What is required
Count the lines in the items below that contain the string "each", treating uppercase and lowercase as different. Reply with only the number.

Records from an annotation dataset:
§ §
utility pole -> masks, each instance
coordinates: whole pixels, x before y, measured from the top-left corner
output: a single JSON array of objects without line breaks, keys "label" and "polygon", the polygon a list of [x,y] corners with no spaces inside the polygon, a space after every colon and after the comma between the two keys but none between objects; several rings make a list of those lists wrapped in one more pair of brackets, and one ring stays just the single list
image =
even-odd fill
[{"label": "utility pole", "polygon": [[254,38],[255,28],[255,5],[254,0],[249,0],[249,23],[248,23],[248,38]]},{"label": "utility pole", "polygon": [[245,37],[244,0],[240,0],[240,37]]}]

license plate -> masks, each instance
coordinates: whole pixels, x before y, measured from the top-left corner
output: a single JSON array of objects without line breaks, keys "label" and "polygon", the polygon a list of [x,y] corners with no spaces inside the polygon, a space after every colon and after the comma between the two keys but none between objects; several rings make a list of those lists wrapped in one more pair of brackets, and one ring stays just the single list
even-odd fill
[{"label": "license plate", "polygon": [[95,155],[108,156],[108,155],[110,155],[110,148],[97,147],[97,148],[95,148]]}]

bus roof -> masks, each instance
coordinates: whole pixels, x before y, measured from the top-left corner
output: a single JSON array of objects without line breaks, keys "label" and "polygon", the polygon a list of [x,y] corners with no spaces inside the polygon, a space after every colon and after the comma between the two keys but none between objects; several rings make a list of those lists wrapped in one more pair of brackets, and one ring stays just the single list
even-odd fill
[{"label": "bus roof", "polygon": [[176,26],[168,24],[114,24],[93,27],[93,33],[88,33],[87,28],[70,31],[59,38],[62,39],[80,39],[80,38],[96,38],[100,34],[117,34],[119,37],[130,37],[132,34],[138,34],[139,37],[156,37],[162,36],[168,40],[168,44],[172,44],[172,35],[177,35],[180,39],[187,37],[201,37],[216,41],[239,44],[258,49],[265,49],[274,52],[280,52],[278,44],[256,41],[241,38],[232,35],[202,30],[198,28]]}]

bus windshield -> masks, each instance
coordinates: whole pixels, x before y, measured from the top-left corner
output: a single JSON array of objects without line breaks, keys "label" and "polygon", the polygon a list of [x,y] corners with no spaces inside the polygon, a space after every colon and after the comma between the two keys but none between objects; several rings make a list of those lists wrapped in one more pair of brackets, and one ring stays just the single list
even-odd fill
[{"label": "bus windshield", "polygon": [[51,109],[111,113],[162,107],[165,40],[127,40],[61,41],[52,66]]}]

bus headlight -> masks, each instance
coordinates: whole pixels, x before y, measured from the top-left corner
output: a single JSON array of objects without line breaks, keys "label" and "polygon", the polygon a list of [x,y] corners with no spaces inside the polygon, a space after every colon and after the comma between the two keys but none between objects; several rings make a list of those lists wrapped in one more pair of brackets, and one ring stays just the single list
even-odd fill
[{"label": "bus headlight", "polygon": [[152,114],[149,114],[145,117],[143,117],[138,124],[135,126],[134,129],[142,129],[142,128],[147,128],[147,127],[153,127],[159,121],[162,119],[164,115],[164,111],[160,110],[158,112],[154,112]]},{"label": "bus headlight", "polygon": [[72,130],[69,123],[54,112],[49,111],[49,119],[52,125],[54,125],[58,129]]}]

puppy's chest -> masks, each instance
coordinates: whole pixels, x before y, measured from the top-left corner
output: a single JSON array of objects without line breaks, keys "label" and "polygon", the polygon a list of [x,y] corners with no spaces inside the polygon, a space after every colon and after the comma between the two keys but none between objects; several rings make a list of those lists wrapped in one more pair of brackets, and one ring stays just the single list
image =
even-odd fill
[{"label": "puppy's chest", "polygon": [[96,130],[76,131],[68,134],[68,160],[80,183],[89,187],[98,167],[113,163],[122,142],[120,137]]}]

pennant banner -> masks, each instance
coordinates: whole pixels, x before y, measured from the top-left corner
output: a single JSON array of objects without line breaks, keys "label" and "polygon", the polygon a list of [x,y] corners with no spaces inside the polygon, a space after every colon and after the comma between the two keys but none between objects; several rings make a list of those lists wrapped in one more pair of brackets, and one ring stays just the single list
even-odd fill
§ §
Task response
7